How many lines in the data below contain the string "white"? Reply with the number alone.

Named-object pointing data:
┄┄┄┄┄┄┄┄┄┄┄┄┄┄┄┄┄┄┄┄
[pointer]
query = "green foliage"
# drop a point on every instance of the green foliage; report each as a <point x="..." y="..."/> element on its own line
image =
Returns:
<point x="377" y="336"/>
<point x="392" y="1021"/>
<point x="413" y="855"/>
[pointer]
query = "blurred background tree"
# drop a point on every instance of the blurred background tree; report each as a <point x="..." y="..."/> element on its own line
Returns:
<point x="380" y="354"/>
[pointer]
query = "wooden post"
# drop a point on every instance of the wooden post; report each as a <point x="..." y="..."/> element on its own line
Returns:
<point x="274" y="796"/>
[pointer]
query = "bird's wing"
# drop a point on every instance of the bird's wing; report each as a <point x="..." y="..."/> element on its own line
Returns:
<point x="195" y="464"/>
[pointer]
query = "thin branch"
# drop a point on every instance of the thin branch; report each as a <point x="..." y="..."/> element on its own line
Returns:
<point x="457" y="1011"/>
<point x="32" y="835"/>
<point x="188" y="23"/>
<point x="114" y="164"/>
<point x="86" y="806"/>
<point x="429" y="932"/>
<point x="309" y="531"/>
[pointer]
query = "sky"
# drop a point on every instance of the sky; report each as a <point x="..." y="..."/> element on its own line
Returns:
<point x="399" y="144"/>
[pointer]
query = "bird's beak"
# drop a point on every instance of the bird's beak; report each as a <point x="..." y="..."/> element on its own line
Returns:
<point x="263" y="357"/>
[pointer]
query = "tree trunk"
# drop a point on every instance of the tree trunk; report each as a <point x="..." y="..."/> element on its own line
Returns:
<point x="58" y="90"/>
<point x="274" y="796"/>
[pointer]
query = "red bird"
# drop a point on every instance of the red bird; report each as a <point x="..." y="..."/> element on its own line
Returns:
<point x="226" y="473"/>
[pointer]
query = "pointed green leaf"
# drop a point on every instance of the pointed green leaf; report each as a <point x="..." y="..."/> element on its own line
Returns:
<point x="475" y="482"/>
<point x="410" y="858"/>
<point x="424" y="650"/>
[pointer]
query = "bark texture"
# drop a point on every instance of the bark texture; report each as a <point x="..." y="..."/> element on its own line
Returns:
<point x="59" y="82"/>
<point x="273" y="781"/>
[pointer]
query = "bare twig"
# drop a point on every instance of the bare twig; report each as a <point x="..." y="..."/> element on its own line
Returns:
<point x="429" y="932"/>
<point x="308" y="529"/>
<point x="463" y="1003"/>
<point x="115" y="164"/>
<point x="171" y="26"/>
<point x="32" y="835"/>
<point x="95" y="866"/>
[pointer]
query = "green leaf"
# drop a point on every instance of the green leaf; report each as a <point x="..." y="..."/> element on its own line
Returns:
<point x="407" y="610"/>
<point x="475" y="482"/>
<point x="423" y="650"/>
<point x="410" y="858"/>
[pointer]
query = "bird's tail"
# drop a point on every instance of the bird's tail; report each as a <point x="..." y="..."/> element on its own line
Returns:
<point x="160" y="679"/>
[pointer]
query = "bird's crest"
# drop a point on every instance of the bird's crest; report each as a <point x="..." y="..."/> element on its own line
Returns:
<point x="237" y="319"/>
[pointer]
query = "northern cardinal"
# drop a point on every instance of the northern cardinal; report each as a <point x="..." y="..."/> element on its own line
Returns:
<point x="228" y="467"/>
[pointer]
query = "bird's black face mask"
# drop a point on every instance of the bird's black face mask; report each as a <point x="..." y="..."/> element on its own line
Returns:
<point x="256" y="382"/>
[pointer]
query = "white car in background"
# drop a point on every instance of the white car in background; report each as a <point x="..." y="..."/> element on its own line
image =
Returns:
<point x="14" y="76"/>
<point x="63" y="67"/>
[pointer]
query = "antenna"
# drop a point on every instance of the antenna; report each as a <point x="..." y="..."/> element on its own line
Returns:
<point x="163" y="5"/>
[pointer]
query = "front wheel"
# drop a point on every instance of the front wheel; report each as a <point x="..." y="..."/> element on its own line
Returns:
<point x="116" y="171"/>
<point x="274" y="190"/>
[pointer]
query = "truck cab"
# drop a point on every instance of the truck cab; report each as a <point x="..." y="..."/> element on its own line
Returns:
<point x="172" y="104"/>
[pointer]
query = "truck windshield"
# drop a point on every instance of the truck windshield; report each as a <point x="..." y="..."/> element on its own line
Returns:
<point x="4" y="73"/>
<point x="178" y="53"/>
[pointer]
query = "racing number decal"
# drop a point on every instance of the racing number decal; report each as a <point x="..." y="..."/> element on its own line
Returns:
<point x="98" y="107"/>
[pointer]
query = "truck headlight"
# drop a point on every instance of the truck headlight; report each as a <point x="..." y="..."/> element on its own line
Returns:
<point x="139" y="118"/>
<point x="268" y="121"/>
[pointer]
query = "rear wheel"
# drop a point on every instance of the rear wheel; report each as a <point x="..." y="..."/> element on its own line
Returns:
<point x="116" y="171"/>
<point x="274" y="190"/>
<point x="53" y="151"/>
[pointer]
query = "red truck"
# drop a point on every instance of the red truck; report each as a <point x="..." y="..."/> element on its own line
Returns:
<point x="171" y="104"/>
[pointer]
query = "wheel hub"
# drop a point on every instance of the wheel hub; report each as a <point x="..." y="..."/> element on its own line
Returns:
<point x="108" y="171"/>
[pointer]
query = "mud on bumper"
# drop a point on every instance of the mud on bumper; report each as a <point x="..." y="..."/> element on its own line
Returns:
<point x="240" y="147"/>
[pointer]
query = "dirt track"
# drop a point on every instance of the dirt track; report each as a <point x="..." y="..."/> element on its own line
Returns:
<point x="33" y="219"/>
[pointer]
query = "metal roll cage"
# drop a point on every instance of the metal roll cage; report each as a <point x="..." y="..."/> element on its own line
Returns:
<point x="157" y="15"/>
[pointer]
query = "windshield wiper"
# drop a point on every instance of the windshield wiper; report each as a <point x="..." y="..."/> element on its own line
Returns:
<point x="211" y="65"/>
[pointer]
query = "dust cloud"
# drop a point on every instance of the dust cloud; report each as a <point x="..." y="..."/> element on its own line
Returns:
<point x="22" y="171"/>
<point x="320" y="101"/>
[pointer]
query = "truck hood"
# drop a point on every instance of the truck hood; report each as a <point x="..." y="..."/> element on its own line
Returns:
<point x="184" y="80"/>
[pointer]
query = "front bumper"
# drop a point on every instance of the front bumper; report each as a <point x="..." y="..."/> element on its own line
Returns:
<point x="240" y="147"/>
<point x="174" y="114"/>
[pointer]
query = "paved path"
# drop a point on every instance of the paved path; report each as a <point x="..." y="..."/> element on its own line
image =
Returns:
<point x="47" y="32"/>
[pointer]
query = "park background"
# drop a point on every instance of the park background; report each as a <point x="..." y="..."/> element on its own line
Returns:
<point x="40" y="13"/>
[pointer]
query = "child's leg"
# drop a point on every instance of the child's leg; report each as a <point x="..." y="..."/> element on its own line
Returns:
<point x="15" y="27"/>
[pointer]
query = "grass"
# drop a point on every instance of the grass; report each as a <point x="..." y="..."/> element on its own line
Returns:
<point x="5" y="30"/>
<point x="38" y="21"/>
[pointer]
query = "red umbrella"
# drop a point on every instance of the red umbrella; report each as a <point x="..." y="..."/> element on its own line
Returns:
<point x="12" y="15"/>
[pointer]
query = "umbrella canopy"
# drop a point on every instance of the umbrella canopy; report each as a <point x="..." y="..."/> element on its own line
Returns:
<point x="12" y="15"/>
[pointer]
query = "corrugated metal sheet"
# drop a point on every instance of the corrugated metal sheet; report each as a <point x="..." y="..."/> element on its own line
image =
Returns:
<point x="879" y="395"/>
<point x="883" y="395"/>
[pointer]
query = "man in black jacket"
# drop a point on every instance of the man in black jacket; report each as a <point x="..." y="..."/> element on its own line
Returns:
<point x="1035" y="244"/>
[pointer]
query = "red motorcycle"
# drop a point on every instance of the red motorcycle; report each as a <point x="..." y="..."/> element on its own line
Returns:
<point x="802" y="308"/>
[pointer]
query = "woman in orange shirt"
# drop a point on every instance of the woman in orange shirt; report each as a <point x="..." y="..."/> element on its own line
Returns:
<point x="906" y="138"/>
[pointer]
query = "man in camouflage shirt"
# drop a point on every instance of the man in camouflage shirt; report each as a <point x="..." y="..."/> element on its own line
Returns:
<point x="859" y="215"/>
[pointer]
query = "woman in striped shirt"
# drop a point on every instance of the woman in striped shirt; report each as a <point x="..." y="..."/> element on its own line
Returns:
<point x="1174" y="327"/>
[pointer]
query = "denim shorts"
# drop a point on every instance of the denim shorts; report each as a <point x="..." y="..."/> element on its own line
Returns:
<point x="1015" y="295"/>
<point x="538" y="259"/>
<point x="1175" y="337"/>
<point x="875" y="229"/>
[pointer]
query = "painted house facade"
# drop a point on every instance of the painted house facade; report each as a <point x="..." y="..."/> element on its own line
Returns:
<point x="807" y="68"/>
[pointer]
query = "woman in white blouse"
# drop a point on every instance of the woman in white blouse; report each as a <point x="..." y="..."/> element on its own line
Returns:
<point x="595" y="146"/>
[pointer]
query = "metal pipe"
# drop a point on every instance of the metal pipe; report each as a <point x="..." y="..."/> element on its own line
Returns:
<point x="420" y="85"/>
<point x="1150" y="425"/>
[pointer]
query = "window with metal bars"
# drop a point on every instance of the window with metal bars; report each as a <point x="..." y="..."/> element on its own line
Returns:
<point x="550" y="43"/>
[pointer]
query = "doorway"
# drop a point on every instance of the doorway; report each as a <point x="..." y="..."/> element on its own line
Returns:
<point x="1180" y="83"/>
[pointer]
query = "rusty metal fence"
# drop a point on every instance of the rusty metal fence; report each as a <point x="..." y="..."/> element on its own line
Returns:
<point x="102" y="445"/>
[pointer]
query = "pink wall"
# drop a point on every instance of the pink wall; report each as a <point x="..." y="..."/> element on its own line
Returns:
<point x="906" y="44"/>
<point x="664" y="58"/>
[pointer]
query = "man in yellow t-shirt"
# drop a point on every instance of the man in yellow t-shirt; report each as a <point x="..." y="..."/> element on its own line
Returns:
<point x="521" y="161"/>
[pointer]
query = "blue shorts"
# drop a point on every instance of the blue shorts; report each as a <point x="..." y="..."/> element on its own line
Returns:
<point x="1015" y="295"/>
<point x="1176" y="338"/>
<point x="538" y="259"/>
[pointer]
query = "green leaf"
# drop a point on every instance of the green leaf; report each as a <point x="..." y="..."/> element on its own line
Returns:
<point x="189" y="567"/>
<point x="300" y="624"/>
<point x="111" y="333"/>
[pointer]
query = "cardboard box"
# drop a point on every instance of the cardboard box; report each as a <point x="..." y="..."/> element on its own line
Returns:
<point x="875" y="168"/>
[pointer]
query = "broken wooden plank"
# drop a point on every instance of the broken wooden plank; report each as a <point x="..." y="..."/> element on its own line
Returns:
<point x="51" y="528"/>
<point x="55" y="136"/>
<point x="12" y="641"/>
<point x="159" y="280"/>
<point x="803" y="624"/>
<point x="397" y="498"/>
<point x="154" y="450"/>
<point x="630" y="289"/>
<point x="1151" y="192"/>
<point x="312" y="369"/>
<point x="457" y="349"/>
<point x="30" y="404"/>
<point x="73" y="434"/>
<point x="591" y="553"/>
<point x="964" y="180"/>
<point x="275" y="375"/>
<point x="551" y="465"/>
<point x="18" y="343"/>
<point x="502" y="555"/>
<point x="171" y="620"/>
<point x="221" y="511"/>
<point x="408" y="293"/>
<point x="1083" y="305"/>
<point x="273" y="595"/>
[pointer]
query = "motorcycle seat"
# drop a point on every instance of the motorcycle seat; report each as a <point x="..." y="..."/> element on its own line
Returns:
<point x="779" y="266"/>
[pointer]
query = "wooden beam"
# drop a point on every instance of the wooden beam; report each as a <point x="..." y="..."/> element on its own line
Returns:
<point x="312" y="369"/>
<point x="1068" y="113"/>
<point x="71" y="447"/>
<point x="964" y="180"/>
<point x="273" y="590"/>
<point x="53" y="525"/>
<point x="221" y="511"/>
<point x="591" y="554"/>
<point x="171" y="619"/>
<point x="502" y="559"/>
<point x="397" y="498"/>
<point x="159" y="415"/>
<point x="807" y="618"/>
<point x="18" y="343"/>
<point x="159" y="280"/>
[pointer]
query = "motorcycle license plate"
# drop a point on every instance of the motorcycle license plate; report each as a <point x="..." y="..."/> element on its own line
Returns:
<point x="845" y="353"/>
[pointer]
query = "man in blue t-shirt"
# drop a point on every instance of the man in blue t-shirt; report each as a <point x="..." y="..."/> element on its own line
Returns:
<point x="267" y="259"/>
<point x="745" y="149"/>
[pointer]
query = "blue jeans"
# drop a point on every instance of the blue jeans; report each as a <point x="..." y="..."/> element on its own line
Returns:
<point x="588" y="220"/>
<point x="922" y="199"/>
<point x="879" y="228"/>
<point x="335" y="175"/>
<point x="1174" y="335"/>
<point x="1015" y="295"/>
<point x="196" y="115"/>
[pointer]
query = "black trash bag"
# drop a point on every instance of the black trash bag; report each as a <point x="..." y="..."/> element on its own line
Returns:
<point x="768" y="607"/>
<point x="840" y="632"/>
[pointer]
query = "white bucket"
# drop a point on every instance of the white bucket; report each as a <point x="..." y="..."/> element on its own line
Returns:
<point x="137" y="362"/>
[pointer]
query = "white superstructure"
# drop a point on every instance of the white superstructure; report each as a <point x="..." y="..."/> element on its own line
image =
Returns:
┄┄┄┄┄┄┄┄┄┄┄┄┄┄┄┄┄┄┄┄
### Written solution
8